ANGEZEIGTER TEXT:
-*-*-
Kommentar zum Asyl-Vorstoß von Friedrich Merz Kontraproduktiv

Meinung | Berlin · Friedrich Merz versucht der AfD das Wasser in Sachen Flüchtlingspolitik abzugraben. Doch mit seinem Vorstoß gegen das im Grundgesetz verankerte Recht auf Asyl ist ein Donnerschlag, kommentiert Eva Quadbeck.

Der Vorstoß von Friedrich Merz gegen das im Grundgesetz verankerte Recht auf Asyl ist ein Donnerschlag. Merz erreicht mit dem Anstoßen der Debatte das Gegenteil von dem, was er erreichen möchte. Sein Ziel ist es, der AfD in der Flüchtlingspolitik das Wasser abzugraben. Durch den Vorstoß für eine Verfassungsänderung gibt er aber nur Wasser auf die Mühlen der AfD: Wieder einmal fokussiert sich die öffentliche Debatte nur auf das Thema Flüchtlinge, was immer der AfD hilft.

Zudem macht Merz einen Vorschlag, von dem er weiß, dass er sich politisch nicht durchsetzen lässt. Es sind weit und breit keine Zweidrittel-Mehrheiten in Bundestag und Bundesrat dafür in Sicht. Die AfD witterte diese Chance, Boden gut zu machen, sofort und sprang Merz argumentativ bei. . Es ist gut, dass Merz klargestellt hat, ihm gehe es um eine europäische Lösung.

Mit einer Grundgesetzänderung wäre kein einziges Problem gelöst: Die Abschiebungen gingen nicht schneller, die Integrationsprobleme wären nicht geringer, und auch die Ankunft neuer Flüchtlinge ließe sich durch die Abschaffung des Grundrechts auf Asyl kaum begrenzen. Der Schutzbedarf der großen Mehrheit der Flüchtlinge wird nach der Genfer Flüchtlingskonvention geprüft. Asyl im engeren Sinne erhält nur ein ganz geringer Prozentsatz.
-*-*-
AUSZÜGE DER AUFLISTUNG:
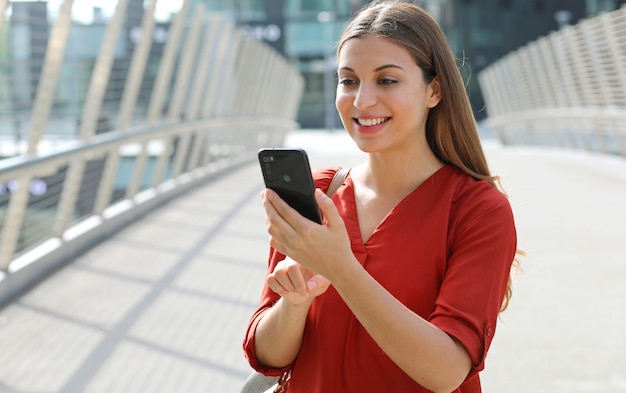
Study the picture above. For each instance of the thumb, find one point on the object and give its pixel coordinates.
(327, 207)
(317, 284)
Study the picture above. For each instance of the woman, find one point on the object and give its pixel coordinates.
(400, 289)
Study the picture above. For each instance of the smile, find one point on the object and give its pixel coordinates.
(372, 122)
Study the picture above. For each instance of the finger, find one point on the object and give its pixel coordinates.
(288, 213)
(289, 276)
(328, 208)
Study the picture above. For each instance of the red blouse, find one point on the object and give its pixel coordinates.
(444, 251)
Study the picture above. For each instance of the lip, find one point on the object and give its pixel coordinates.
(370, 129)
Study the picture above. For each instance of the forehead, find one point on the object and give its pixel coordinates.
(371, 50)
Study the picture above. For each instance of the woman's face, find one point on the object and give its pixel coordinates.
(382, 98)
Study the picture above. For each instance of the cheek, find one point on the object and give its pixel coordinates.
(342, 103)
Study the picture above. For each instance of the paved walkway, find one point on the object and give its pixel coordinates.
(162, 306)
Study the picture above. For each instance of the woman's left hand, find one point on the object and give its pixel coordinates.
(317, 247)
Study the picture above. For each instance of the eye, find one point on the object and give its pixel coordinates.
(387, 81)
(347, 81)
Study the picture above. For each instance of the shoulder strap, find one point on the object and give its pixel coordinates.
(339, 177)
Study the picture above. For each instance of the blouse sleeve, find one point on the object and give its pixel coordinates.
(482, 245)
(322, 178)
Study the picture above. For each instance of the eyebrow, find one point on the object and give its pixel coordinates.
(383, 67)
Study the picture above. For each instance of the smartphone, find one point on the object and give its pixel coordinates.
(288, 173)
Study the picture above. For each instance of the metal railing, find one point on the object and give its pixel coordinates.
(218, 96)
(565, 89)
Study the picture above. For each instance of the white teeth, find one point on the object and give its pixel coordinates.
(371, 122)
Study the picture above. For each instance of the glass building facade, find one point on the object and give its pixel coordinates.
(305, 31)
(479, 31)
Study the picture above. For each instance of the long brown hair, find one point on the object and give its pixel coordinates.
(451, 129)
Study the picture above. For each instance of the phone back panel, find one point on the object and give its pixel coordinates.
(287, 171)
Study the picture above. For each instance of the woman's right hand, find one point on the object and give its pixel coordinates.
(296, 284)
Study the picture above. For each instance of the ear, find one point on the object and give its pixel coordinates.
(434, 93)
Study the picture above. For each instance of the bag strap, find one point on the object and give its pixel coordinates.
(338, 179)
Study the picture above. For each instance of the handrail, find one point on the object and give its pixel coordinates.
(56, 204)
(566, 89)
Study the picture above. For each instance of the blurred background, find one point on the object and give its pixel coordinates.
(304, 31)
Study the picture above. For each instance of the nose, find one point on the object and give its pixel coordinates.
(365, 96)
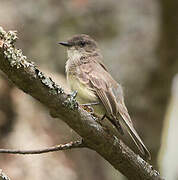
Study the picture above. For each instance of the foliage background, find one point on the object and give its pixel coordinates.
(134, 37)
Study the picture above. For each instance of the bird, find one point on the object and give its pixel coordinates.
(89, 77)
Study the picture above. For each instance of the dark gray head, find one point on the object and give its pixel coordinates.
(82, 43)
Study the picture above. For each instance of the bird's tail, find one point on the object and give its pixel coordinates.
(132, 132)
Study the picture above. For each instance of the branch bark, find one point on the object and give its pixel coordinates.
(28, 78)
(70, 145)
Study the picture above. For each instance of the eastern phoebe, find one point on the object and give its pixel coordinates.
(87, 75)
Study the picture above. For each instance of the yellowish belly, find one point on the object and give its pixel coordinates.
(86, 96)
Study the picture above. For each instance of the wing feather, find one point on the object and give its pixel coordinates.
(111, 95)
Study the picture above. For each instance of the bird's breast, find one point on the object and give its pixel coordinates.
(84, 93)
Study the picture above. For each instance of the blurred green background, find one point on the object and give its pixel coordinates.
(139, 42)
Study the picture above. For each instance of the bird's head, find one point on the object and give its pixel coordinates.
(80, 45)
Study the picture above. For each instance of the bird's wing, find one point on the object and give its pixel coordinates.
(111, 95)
-*-*-
ARBEITSAUFTRAG:
Der Kommentar zum Asyl-Vorstoß von Friedrich Merz ist vollständig und wortgetreu zu zitieren. Maßgeblich ist allein der Kommentar.

ERGEBNIS DER ÜBUNG:
Kommentar zum Asyl-Vorstoß von Friedrich Merz Kontraproduktiv

Meinung | Berlin · Friedrich Merz versucht der AfD das Wasser in Sachen Flüchtlingspolitik abzugraben. Doch mit seinem Vorstoß gegen das im Grundgesetz verankerte Recht auf Asyl ist ein Donnerschlag, kommentiert Eva Quadbeck.

Der Vorstoß von Friedrich Merz gegen das im Grundgesetz verankerte Recht auf Asyl ist ein Donnerschlag. Merz erreicht mit dem Anstoßen der Debatte das Gegenteil von dem, was er erreichen möchte. Sein Ziel ist es, der AfD in der Flüchtlingspolitik das Wasser abzugraben. Durch den Vorstoß für eine Verfassungsänderung gibt er aber nur Wasser auf die Mühlen der AfD: Wieder einmal fokussiert sich die öffentliche Debatte nur auf das Thema Flüchtlinge, was immer der AfD hilft.

Zudem macht Merz einen Vorschlag, von dem er weiß, dass er sich politisch nicht durchsetzen lässt. Es sind weit und breit keine Zweidrittel-Mehrheiten in Bundestag und Bundesrat dafür in Sicht. Die AfD witterte diese Chance, Boden gut zu machen, sofort und sprang Merz argumentativ bei. . Es ist gut, dass Merz klargestellt hat, ihm gehe es um eine europäische Lösung.

Mit einer Grundgesetzänderung wäre kein einziges Problem gelöst: Die Abschiebungen gingen nicht schneller, die Integrationsprobleme wären nicht geringer, und auch die Ankunft neuer Flüchtlinge ließe sich durch die Abschaffung des Grundrechts auf Asyl kaum begrenzen. Der Schutzbedarf der großen Mehrheit der Flüchtlinge wird nach der Genfer Flüchtlingskonvention geprüft. Asyl im engeren Sinne erhält nur ein ganz geringer Prozentsatz.